**STATED TASK:** Copy every record below, exactly as written.

**DATA EXCERPTS:**
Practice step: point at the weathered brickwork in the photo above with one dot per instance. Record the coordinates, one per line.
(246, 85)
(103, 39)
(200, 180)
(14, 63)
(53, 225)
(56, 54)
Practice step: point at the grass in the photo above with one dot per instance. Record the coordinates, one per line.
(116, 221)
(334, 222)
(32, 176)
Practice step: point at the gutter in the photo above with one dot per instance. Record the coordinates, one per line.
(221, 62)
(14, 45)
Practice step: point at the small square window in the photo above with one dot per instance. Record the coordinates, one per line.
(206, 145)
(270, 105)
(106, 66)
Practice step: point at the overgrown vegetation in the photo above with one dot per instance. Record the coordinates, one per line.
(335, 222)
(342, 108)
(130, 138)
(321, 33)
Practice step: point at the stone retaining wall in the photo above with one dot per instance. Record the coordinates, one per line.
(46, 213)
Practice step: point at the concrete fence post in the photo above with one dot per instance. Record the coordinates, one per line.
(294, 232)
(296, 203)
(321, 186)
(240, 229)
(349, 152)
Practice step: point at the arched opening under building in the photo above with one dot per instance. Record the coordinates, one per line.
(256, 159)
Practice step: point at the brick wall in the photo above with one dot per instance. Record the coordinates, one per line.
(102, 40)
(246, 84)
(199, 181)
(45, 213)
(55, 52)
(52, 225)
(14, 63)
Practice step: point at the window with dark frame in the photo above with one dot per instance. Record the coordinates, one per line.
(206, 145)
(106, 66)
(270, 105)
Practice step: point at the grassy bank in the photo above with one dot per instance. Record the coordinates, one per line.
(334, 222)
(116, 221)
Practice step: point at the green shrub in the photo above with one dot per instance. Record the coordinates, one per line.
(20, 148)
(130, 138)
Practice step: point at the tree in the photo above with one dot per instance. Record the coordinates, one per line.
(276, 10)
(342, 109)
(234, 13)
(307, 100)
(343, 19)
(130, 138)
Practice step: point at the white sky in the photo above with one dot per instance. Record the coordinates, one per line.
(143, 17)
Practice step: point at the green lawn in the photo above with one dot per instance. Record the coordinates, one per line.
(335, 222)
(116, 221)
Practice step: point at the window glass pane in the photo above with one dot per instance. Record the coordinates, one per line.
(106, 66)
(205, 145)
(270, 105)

**TASK RESULT:**
Practice step: point at the weathered brickwork in the photo above with one dot per instance. Record the coordinates, one per line.
(246, 85)
(103, 39)
(200, 180)
(14, 63)
(53, 225)
(56, 54)
Practice step: point at the grass in the photo above with one dot per instance. Record the coordinates, one per line.
(116, 221)
(334, 222)
(32, 176)
Practice step: point at the gutter in the photo above with one dot per instance. Record the coordinates, one per line.
(221, 62)
(14, 45)
Practice step: point at the small square window in the photo above with one dot per instance. Record the coordinates, one per line.
(206, 145)
(270, 105)
(106, 66)
Practice step: point at the overgrown vegetation in the photo above with one dot per instance. Record the coordinates, one per line.
(335, 222)
(342, 108)
(130, 138)
(321, 33)
Practice step: point at the stone retaining wall in the photo above with one dot per instance. Record the coordinates, one per line.
(46, 213)
Practice step: point at the concrete fence post in the photo above with one dot per instance. Record the coordinates, one per line.
(294, 232)
(296, 203)
(321, 186)
(240, 229)
(349, 152)
Practice step: point at the arched opening under building in the photo above with one dot per instance. Record the coordinates, one per line.
(256, 159)
Practice step: point at the brick wall in the photo above with one dot per instance. Record the coordinates, one per line.
(102, 40)
(246, 84)
(199, 181)
(45, 213)
(55, 52)
(52, 225)
(14, 63)
Practice step: point at the window with dark frame in the photo above with one dot per instance. Record the coordinates, one per line.
(206, 145)
(106, 66)
(270, 105)
Practice step: point at the grassy bank in the photo above with one dot per instance. Record the coordinates, one per line.
(334, 222)
(116, 221)
Practice step: point at the green shrub in the photo above with one dot per instance. Record the coordinates, one per line.
(20, 148)
(130, 138)
Practice step: point at the tree in the photo above with one dot per instance. Record the coordinates, one per line.
(276, 10)
(342, 109)
(234, 13)
(307, 100)
(343, 19)
(130, 138)
Practice step: point at the white sky in the photo above with one dot per instance. Record the coordinates, one per line.
(143, 17)
Practice step: point at the green lawn in the photo above with one dot per instance. Record the coordinates, one per line.
(335, 222)
(116, 221)
Practice step: point at the window glass pane in the photo above with one dot per instance. Record the coordinates, one per line.
(106, 66)
(205, 145)
(270, 105)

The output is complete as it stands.